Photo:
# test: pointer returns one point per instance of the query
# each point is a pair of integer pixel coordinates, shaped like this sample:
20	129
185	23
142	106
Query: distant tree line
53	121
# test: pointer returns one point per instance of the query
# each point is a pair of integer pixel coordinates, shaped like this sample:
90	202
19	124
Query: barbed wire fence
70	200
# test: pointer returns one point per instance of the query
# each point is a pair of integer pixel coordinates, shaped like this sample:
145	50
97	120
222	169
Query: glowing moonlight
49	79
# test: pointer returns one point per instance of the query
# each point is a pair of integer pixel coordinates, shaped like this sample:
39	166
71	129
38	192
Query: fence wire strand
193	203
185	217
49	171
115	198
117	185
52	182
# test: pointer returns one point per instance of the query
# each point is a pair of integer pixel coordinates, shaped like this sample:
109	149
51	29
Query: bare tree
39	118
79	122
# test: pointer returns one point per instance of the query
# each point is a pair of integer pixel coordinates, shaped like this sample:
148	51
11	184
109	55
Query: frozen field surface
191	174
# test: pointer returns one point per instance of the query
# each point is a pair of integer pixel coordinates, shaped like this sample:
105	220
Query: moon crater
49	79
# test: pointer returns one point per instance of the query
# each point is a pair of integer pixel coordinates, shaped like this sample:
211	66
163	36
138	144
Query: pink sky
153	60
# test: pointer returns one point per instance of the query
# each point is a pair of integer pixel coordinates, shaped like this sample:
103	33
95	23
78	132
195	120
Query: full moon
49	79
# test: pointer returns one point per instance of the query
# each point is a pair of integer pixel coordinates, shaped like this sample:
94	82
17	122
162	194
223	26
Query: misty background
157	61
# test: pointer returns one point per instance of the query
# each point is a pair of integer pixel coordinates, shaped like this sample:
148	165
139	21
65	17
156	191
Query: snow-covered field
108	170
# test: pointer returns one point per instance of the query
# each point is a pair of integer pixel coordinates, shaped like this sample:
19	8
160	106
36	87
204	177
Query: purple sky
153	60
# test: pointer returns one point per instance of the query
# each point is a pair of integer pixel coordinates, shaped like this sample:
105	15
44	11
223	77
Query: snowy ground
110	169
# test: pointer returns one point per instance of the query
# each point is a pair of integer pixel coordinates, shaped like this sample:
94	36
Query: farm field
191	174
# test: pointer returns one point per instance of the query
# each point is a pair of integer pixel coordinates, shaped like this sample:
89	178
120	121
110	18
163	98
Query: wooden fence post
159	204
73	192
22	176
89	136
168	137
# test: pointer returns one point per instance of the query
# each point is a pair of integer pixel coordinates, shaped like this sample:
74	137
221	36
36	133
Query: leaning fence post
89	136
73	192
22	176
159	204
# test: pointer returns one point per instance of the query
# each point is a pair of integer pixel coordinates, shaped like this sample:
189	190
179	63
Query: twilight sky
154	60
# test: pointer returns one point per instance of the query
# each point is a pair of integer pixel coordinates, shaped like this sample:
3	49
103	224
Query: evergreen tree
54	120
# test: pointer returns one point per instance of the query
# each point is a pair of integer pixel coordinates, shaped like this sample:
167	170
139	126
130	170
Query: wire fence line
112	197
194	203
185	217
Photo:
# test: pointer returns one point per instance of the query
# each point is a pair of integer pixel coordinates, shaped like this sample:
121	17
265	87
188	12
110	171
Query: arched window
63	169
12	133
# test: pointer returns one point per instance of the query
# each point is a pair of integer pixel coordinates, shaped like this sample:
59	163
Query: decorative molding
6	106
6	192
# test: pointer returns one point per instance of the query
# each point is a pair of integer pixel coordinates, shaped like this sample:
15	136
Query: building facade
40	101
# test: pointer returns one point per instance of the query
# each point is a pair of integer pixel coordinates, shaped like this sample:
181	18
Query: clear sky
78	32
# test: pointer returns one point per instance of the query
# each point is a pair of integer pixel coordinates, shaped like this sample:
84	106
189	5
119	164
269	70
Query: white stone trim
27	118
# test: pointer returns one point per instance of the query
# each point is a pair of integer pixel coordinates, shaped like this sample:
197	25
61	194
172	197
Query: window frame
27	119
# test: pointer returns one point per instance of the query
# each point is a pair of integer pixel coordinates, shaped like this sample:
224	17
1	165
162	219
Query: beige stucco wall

Task prompt -> Repeat all of the entries exactly.

Result of this task ->
Photo:
# test: pointer returns one point per instance of the query
# each point is a pair of integer pixel coordinates, shaped like this sample:
20	129
185	23
142	106
Query: distant tree line
53	121
# test: pointer returns one point per instance of the query
# each point is a pair of integer pixel coordinates, shaped like this sample:
90	202
19	124
Query: barbed wire fence
70	200
# test: pointer returns one point per instance of the query
# each point is a pair of integer pixel coordinates, shaped like this sample:
145	50
97	120
222	169
Query: glowing moonlight
49	79
# test: pointer returns one point per instance of the query
# each point is a pair of integer pixel coordinates, shaped like this sample:
39	166
71	129
38	192
Query: fence wire strand
193	203
185	217
49	171
115	198
117	185
52	182
# test: pointer returns one point per instance of the query
# each point is a pair of integer pixel coordinates, shaped like this sample:
109	149
51	29
Query: bare tree
39	118
79	122
# test: pointer returns one point per instance of the query
# each point is a pair of integer pixel coordinates, shaped like this sample:
148	51
11	184
109	55
Query: frozen field surface
191	174
# test: pointer returns one point per instance of the query
# each point is a pair of integer pixel coordinates, shaped like this sample:
105	220
Query: moon crater
49	79
# test: pointer returns one point per instance of the query
# each point is a pair of integer pixel coordinates, shaped like this sample:
211	66
163	36
138	144
Query: pink sky
153	60
# test: pointer returns one point per instance of the query
# each point is a pair of integer pixel coordinates, shaped like this sample:
103	33
95	23
78	132
195	120
Query: full moon
49	79
# test: pointer returns one point per instance of the query
# each point is a pair of integer pixel coordinates, shaped like this sample:
94	82
17	122
162	194
223	26
Query: misty background
157	61
# test: pointer returns one point per instance of the query
# each point is a pair of integer pixel coordinates, shaped like this sample:
148	165
139	21
65	17
156	191
Query: snow-covered field
108	170
# test: pointer returns one point per instance of the query
# each point is a pair of integer pixel coordinates, shaped like this sample:
19	8
160	106
36	87
204	177
Query: purple sky
153	60
# test: pointer returns one point per instance of the query
# each point is a pair of integer pixel coordinates, shaped like this sample:
105	15
44	11
223	77
Query: snowy ground
110	169
# test: pointer returns one point per instance of the query
# each point is a pair of integer pixel coordinates, shaped like this sample:
94	36
Query: farm field
191	174
# test: pointer returns one point per instance of the query
# each point is a pair of integer pixel coordinates, shaped like this sample:
89	178
120	121
110	18
163	98
Query: wooden fence post
159	204
73	192
22	176
89	136
168	137
# test: pointer returns one point per instance of the query
# each point is a pair of integer pixel coordinates, shaped like this sample:
74	137
221	36
36	133
Query: leaning fence post
89	136
73	192
22	176
159	204
# test: pointer returns one point per instance of the query
# each point is a pair of integer pixel coordinates, shaped like this sample:
189	190
179	63
Query: twilight sky
154	60
# test: pointer returns one point per instance of the query
# each point is a pair of integer pixel coordinates, shaped like this sample:
3	49
103	224
Query: evergreen tree
54	120
# test: pointer returns one point per instance of the query
# each point is a pair of integer pixel coordinates, shaped like this sample:
167	170
139	126
130	170
Query: wire fence line
112	197
194	203
185	217
Photo:
# test: pointer returns one point per instance of the query
# each point is a pair of integer pixel coordinates, shaped like this sample:
121	17
265	87
188	12
110	171
Query: arched window
63	169
12	133
# test: pointer returns one point per instance of the query
# each point is a pair of integer pixel coordinates, shaped like this sample:
59	163
Query: decorative molding
6	106
6	192
# test: pointer returns one point per instance of the query
# each point is a pair of integer pixel coordinates, shaped like this sample:
15	136
Query: building facade
40	101
# test: pointer returns one point per instance of the query
# each point is a pair of integer pixel coordinates, shaped like this sample:
181	18
Query: clear sky
78	32
# test: pointer returns one point per instance of the query
# each point is a pair of integer pixel coordinates, shaped like this sample:
84	106
189	5
119	164
269	70
Query: white stone trim
27	118
# test: pointer returns one point per instance of the query
# each point is a pair of integer pixel coordinates, shaped like this sample:
197	25
61	194
172	197
Query: window frame
27	119
# test: pointer returns one point per instance of the query
# each point is a pair of integer pixel coordinates, shaped like this sample:
224	17
1	165
162	219
Query: beige stucco wall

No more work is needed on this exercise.